Diagram 9 Charles Jenks essay
The lesson I drew from this for starchitects, on the way to designing ever-bigger icons, was to ponder hard the multiple meanings of enigmatic forms, map them onto natural or cosmic meanings, avoid one-liners, work hard – and pray to the great goddess: creativity. Still there is no guarantee, after the decline of metanarratives, such as religion, that your grand gesture will be loved. All icons, in the age of pluralism, inspire that little Bolshie iconoclast lurking in our heart and, positively, iconoclasm of a friendly sort is essential to democracy. Finally, if the Eiffel Tower is the ultimate paradigm for success, the exception that shows one rule at least – the question becomes, ‘is your icon risky, or hated, enough to become loved?’ There must be some paranoid charge and creative edge for the icon, in order to overcome the usual slide into stereotype (or the Walkie Talkie, or whatever malaprop damns the failure). There are rules and risk involved, changes of mind, exploration by a culture as it zigzags down the hill of precipitous interpretation. You have to feel your way and oscillate in opinion – I certainly do – when confronted by the largest in-your-face icon of Singapore.
Singapore’s unmissable icon
The iconic status of Moshe Safdie’s Marina Bay Sands is confirmed every day (by those who can’t see it, that is) by BBC World as the intermittent backdrop for broadcasts from South-East Asia. As a gateway to China and eastern trade, it faintly resembles a torii gate, ‘an open window’ for planes and ships as they pass and look out of their window or porthole on the way to the largest ports of Asia. The icon, as a firm T-shape with high closure, can be reduced to a letterhead and still be recognised (one necessity for the iconic sign). As an enigmatic signifier it certainly suggests many things without naming them: surfboard is the number-one metaphor that rolls off the lips, in order not to mention the other one that everybody perceives (like Foster’s ‘Gherkin’, some things are too obvious for polite company).
The developer Las Vegas Sands built this $5-billion extravaganza, which was nudged in social directions by the co-funding government. They called it ‘the world’s most-expensive standalone casino’ (after Macao) and ‘an integrated resort’. Some integration, some resort. It has two theatres, a convention centre (for four simultaneous conventions), countless upscale shops and restaurants, two malls, the ArtScience Museum and a wide promenade looking over the new, freshwater lake (with grand water pavilions for Louis Vuitton). If the Bigness of 750,000m2 is joined at the top by the surfboard or ‘killer fish’, it is pulled together at the bottom by a high curving atrium straight out of John Portman, a stereotype of every upscale hotel since 1965 – but here somehow much more Portmaniacal (up it zooms and curves, 11 storey-trays diminishing in perspective tilts, something that drove the engineers crazy with mass-customisation).
‘Icons will always elicit iconoclastic reactions, and so they should’
However, it really is the rooftop above the 57th floor, the SkyPark, that makes this the gateway to Asia (and has led to many jobs there for Safdie). Le Corbusier’s idea of a garden on the roof has been inflated to 2.5 acres and, according to comparisons by the developers, it is not only ‘340 metres long – longer than the Eiffel Tower laid on its side’ (which they lay on its side above the SkyPark, in case you doubt this statistic) but ‘it cantilevers out … 65 metres’ – yes! over 200 feet of surfboard riding over the cloud-waves in the sky … ‘Make no little plans’, the American planner of cities Daniel H Burnham advised in 1907, ‘they have no magic to stir men’s blood …’ The blood here is stirred, not shaken, by the solidity and size of the world’s longest infinity pool, the row of palm trees and the many amenities you couldn’t even imagine. However grotesque and ridiculously expensive it seems at first, the magic and logic start to eat away at doubts the more you visit this view. If you are going to put in the generic observation deck overlooking the heart of a city, then make it 100 times the size of the pathetic Rainbow Room atop the Rockefeller Center (‘Make no little plans …’).

☆ ☆ ☆ ☆

WRITTEN EXERCISE: Extend the essay on Singapore's Marina Bay Sands from where it stops. The items that come next are from a different source.

☆ ☆ ☆ ☆

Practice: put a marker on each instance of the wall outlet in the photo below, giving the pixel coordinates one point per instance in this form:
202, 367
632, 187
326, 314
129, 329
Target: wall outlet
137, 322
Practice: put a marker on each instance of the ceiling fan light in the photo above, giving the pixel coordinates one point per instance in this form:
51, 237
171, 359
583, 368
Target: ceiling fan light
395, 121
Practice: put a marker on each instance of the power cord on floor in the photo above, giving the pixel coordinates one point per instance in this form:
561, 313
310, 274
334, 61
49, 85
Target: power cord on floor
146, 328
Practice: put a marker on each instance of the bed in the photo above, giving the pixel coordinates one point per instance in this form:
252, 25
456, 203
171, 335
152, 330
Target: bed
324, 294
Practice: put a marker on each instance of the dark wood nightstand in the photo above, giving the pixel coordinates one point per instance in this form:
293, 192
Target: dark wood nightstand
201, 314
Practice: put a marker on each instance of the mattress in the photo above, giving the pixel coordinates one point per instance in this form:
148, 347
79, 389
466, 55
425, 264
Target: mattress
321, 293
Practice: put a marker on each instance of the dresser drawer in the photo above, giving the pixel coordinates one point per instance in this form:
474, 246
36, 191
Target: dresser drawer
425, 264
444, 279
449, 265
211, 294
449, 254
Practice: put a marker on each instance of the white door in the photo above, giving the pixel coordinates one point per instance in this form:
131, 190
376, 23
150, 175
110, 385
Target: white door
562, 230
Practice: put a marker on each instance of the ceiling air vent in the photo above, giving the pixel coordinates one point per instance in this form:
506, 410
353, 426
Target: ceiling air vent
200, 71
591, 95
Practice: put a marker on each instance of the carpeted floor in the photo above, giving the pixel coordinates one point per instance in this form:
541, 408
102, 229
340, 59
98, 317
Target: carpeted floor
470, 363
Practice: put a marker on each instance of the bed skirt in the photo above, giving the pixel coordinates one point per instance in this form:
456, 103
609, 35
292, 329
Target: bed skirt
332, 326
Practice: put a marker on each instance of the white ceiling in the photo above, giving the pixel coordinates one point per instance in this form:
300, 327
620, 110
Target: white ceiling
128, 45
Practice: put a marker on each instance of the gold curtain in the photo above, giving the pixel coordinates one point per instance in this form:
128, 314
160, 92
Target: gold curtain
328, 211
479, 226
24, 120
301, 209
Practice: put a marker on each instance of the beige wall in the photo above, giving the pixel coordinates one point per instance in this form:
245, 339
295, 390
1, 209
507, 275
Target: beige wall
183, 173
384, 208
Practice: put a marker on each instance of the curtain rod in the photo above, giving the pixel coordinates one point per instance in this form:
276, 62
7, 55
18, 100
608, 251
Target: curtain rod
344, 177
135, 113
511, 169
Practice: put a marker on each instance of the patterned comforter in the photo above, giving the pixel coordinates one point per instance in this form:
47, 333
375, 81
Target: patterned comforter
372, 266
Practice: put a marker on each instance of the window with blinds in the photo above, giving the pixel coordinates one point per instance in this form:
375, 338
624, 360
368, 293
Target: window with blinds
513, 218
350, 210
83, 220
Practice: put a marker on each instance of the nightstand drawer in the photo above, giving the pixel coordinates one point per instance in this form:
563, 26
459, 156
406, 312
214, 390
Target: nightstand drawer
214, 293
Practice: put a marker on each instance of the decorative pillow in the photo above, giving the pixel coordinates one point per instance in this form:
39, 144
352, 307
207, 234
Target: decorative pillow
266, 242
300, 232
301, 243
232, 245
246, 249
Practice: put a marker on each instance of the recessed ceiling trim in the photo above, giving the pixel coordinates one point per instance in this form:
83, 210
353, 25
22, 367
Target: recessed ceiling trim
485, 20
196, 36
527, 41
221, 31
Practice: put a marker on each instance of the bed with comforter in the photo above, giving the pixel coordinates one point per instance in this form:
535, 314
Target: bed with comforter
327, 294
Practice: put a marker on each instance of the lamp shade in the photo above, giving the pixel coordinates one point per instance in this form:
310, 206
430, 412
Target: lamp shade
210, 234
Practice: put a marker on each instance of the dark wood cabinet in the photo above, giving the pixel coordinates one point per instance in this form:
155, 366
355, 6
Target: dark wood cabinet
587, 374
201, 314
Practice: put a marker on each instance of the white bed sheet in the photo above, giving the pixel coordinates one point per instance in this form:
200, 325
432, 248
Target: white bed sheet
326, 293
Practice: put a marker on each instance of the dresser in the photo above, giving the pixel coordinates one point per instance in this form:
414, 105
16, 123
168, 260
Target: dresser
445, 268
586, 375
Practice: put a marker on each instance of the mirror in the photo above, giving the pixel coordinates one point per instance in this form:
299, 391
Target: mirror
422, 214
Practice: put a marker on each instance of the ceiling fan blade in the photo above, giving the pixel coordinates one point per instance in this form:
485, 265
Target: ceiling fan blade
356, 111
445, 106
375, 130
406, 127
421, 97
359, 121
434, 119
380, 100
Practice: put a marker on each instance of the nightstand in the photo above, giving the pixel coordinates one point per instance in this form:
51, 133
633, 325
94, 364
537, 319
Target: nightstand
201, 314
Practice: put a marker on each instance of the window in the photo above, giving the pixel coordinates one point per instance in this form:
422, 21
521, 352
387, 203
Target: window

☆ ☆ ☆ ☆

EXERCISE OUTPUT:
‘It looks hard for Singapore and the global city to go beyond the reigning style of Generic Individualism’
Frankly, I more or less hated Marina Bay Sands when I saw it in design, photos and actuality, the first three times. And I found Safdie’s justifications (audible on Google and readable on Dezeen, 2014) hard to believe. He describes heroically resisting the competition brief that Las Vegas Sands and Singapore set up, as they asked for a single wall tower: ‘Symbolically that would have been unbearable, so I proposed three towers … a big window to the sea … you can see either way through the building to the other parts of the city’ [well, it is better than De Rotterdam, but you cannot see either way, unless you are 15 metres above casino level].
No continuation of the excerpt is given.